Please find each line in the material below that contains the word "overcast" and copy those lines out. Matching is case-sensitive.
-- Start SUPPLIED DATA --
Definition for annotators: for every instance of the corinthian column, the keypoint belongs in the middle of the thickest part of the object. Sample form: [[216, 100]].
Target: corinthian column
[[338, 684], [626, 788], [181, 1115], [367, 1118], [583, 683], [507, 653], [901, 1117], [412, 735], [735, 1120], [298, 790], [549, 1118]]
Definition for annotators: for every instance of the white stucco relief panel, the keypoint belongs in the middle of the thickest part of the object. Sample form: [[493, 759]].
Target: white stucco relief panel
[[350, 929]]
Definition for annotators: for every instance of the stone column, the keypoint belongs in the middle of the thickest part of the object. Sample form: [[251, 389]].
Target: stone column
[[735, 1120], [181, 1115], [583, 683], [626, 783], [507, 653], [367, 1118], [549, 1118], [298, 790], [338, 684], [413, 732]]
-- End SUPPLIED DATA --
-- Start SUPPLIED DATA --
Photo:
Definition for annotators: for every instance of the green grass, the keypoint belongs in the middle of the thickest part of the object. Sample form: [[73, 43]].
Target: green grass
-- End SUPPLIED DATA --
-- Start SUPPLIED DATA --
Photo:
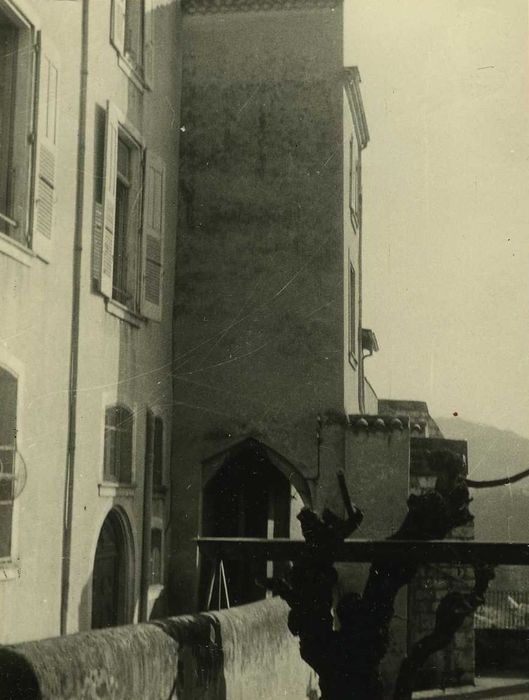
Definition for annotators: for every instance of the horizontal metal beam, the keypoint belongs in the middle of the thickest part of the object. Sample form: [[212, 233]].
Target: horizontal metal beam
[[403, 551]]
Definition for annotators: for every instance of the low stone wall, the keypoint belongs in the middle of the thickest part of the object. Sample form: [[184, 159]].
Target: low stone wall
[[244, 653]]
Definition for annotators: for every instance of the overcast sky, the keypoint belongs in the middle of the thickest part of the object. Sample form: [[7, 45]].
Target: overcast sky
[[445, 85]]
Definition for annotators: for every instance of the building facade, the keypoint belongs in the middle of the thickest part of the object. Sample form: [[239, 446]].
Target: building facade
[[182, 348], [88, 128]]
-- End SUPPLIED DATA --
■ WRITTEN ANSWER ■
Definition for annotators: for every instance of the overcast sky, the keypoint belongs in the middle of the thickest part of the object. Sample form: [[7, 45]].
Target: overcast sky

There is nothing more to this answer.